** SUPPLIED MATERIAL follows **
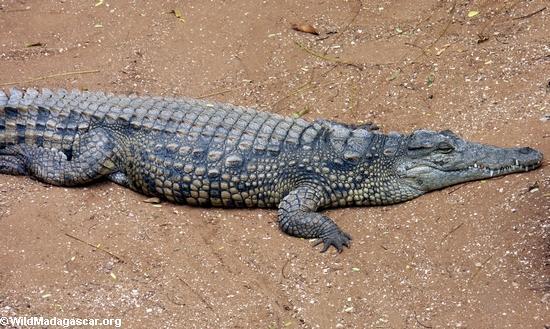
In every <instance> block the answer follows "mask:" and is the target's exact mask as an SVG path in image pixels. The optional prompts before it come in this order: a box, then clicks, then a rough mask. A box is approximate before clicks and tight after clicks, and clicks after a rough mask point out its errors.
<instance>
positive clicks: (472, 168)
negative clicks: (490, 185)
mask: <svg viewBox="0 0 550 329" xmlns="http://www.w3.org/2000/svg"><path fill="white" fill-rule="evenodd" d="M458 153H459V154H458V155H457V154H454V155H450V156H448V159H447V160H448V161H445V157H441V156H439V158H438V159H437V161H432V160H433V159H431V158H426V159H414V160H410V161H404V162H402V163H401V164H400V165H399V166H398V172H399V176H400V177H401V179H402V180H403V181H404V182H405V184H407V185H409V186H410V187H412V188H414V189H417V190H420V191H423V192H424V193H425V192H428V191H432V190H437V189H441V188H444V187H447V186H450V185H455V184H459V183H463V182H468V181H472V180H480V179H487V178H492V177H496V176H502V175H507V174H511V173H517V172H525V171H530V170H533V169H536V168H538V167H540V165H541V164H542V158H543V157H542V153H540V152H539V151H537V150H535V149H532V148H528V147H523V148H499V147H495V146H490V145H482V144H475V143H468V142H466V143H464V145H463V148H462V150H461V151H460V152H458Z"/></svg>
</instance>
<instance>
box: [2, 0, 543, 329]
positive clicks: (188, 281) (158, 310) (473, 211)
mask: <svg viewBox="0 0 550 329" xmlns="http://www.w3.org/2000/svg"><path fill="white" fill-rule="evenodd" d="M98 3H99V2H98ZM413 3H414V5H413ZM95 4H96V2H94V1H3V2H0V40H1V41H0V72H2V76H1V78H0V83H7V82H12V81H23V82H22V83H19V84H17V85H19V86H21V87H31V86H32V87H50V88H58V87H61V88H67V89H70V88H79V89H93V90H106V91H112V92H120V93H139V94H159V95H169V96H174V95H186V96H194V97H200V96H205V95H206V96H208V98H210V99H215V100H219V101H224V102H231V103H235V104H239V105H250V106H256V107H259V108H262V109H265V110H268V111H274V112H279V113H282V114H286V115H291V114H292V113H295V112H300V113H305V114H304V116H305V117H306V118H309V119H314V118H317V117H323V118H327V119H337V120H341V121H345V122H367V121H374V122H376V123H377V124H379V125H380V126H382V128H383V129H384V130H385V131H391V130H397V131H411V130H413V129H419V128H427V129H432V130H443V129H452V130H453V131H455V132H457V133H459V134H460V135H462V136H464V137H465V138H468V139H472V140H478V141H481V142H486V143H493V144H497V145H501V146H519V145H529V146H532V147H536V148H538V149H540V150H541V151H542V152H544V153H545V154H550V143H549V141H550V129H549V124H550V123H549V122H548V121H547V120H546V121H545V120H544V117H545V115H546V116H547V115H548V113H549V112H550V104H549V103H550V102H549V99H550V87H549V85H548V83H549V79H550V75H549V72H550V55H549V54H550V48H549V47H550V44H549V43H548V35H550V25H549V24H550V19H549V14H550V8H547V9H545V10H542V11H540V9H541V8H544V7H545V6H548V4H547V3H545V1H542V0H540V1H536V0H535V1H529V2H526V1H513V2H502V1H489V0H487V1H435V0H434V1H426V0H422V1H415V2H412V1H392V2H390V1H363V2H360V1H322V2H321V1H308V2H299V3H298V2H284V4H282V2H280V1H261V2H260V1H252V0H240V1H217V2H207V1H200V2H199V1H193V2H191V1H138V2H127V3H121V2H120V1H109V0H105V1H104V2H103V3H102V4H100V5H98V6H95ZM176 8H179V9H180V10H181V13H182V18H183V21H182V20H180V19H178V18H177V17H176V16H175V15H174V14H173V13H170V12H171V11H172V10H174V9H176ZM471 11H478V12H479V13H478V14H477V15H475V16H473V17H469V15H468V14H469V13H470V12H471ZM299 22H307V23H310V24H313V25H314V26H315V27H316V28H317V29H318V31H319V32H320V35H319V36H315V35H311V34H305V33H300V32H297V31H294V30H292V29H291V28H290V26H291V24H292V23H299ZM35 43H40V44H41V46H34V47H27V46H28V45H31V44H35ZM82 70H99V72H98V73H91V74H68V75H65V76H57V77H54V78H49V79H43V80H35V81H31V82H24V81H25V80H29V79H32V78H40V77H44V76H49V75H56V74H59V73H63V72H65V73H66V72H74V71H82ZM546 163H547V160H546ZM549 187H550V179H549V175H548V165H547V164H545V165H544V166H543V167H542V168H541V169H539V170H536V171H533V172H529V173H525V174H519V175H511V176H506V177H504V178H501V179H493V180H488V181H482V182H473V183H469V184H464V185H460V186H457V187H454V188H450V189H445V190H442V191H438V192H434V193H430V194H428V195H426V196H423V197H421V198H419V199H416V200H413V201H411V202H408V203H404V204H400V205H396V206H391V207H375V208H353V209H337V210H331V211H329V212H328V213H329V215H331V216H332V217H333V218H337V219H338V223H339V224H340V225H341V227H342V228H343V229H344V230H345V231H347V232H350V233H351V234H352V235H353V237H354V240H353V246H352V248H351V249H350V250H346V251H345V252H344V253H342V254H336V253H334V252H333V251H331V252H330V253H327V254H320V253H318V250H316V249H313V248H311V246H310V245H309V244H308V243H307V241H301V240H299V239H295V238H291V237H288V236H286V235H284V234H282V233H280V232H279V230H278V229H277V225H276V223H275V221H276V214H275V212H274V211H269V210H224V209H199V208H192V207H185V206H176V205H171V204H162V205H161V206H160V207H156V206H155V205H152V204H148V203H143V202H142V201H143V200H144V199H145V197H143V196H141V195H138V194H135V193H133V192H131V191H128V190H126V189H123V188H121V187H119V186H116V185H114V184H111V183H101V184H95V185H93V186H90V187H86V188H74V189H66V188H56V187H50V186H45V185H44V184H41V183H39V182H35V181H32V180H30V179H28V178H25V177H11V176H1V177H0V232H2V233H3V234H2V236H1V237H0V242H1V246H2V251H0V264H1V267H0V315H18V316H24V315H38V316H44V317H52V316H56V317H81V318H121V319H122V321H123V326H124V327H131V328H150V327H164V328H181V327H189V328H207V327H211V328H228V327H262V328H282V327H288V328H294V327H303V328H314V327H319V328H334V327H337V328H338V327H341V328H344V327H345V328H459V327H460V328H540V329H542V328H544V327H545V325H546V326H549V325H550V318H549V317H548V314H549V307H550V304H549V303H550V297H549V296H550V295H549V293H550V291H549V286H548V285H549V275H550V273H549V269H548V253H549V249H548V248H549V246H548V243H549V242H548V239H549V234H550V231H549V228H548V227H549V224H550V222H549V216H550V209H549V208H550V206H549V204H550V203H549V199H550V196H549V193H550V191H549ZM74 237H77V238H78V239H75V238H74ZM79 239H80V240H82V241H85V242H87V243H90V244H92V245H100V249H97V248H93V247H91V246H90V245H88V244H87V243H84V242H82V241H80V240H79ZM105 251H109V252H110V253H112V254H113V255H115V256H113V255H110V254H108V253H106V252H105ZM117 257H118V258H119V259H118V258H117Z"/></svg>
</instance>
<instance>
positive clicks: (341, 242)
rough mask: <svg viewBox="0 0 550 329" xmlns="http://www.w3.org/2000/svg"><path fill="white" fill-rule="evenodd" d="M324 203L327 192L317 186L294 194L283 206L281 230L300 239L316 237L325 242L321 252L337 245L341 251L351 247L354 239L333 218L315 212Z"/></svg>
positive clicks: (291, 194)
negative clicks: (324, 199) (352, 240)
mask: <svg viewBox="0 0 550 329" xmlns="http://www.w3.org/2000/svg"><path fill="white" fill-rule="evenodd" d="M322 201H323V193H322V191H321V190H320V189H318V188H317V187H315V186H313V185H306V186H301V187H299V188H297V189H295V190H293V191H291V192H290V193H289V194H288V195H287V196H286V197H285V198H284V199H283V200H282V201H281V203H280V204H279V227H280V228H281V230H283V231H284V232H285V233H287V234H290V235H292V236H296V237H300V238H306V239H311V238H316V239H319V240H318V241H317V243H316V244H315V246H316V245H318V244H320V243H323V249H322V250H321V252H325V251H327V249H328V248H330V246H334V247H335V248H336V249H337V250H338V252H342V250H343V247H344V246H346V247H348V248H349V243H350V240H351V236H350V235H349V234H347V233H345V232H344V231H342V230H341V229H340V228H339V227H338V225H336V224H335V223H334V221H332V219H330V218H329V217H327V216H325V215H322V214H320V213H317V212H315V211H316V210H317V209H318V208H319V206H320V205H321V204H322Z"/></svg>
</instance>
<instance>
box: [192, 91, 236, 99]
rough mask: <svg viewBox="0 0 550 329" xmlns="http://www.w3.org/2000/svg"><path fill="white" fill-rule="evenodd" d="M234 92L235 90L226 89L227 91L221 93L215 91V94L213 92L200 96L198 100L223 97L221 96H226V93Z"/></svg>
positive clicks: (200, 95)
mask: <svg viewBox="0 0 550 329" xmlns="http://www.w3.org/2000/svg"><path fill="white" fill-rule="evenodd" d="M233 90H234V89H225V90H221V91H215V92H212V93H209V94H205V95H200V96H198V97H197V99H203V98H208V97H212V96H217V95H221V94H226V93H229V92H232V91H233Z"/></svg>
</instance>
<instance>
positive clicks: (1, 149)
mask: <svg viewBox="0 0 550 329" xmlns="http://www.w3.org/2000/svg"><path fill="white" fill-rule="evenodd" d="M75 149H76V150H77V152H76V153H75V156H73V157H72V158H71V159H68V158H67V156H66V155H65V153H63V152H61V151H58V150H55V149H48V148H44V147H39V146H36V145H26V144H18V145H9V146H6V147H5V148H3V149H0V173H7V174H25V175H29V176H32V177H34V178H36V179H38V180H40V181H42V182H45V183H48V184H52V185H59V186H75V185H82V184H86V183H90V182H92V181H94V180H97V179H99V178H101V177H104V176H106V175H109V174H111V173H112V172H115V171H116V166H115V163H114V161H113V160H114V155H115V151H114V150H115V143H114V141H113V139H112V137H111V136H110V135H109V133H108V132H107V131H106V130H104V129H102V128H98V129H94V130H91V131H89V132H87V133H85V134H83V135H82V137H81V138H80V141H78V142H75Z"/></svg>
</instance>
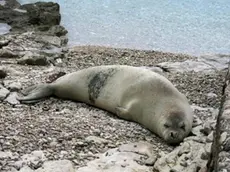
** End of SUPPLIED MATERIAL **
## EXERCISE AIM
Reproduce the records above from their first line to the line bearing "positive clicks: (472, 168)", both ends included, leaving every picture out.

## TASK RESULT
In every <instance> block the answer follows "mask:" and is the target's exact mask as an SVG path in image pixels. The optional prompts before it come in this order: a box, then clicks, then a rough mask. A box is approximate before clicks and tight after clicks, and clicks after a rough mask point out its errors.
<instance>
positive clicks: (472, 168)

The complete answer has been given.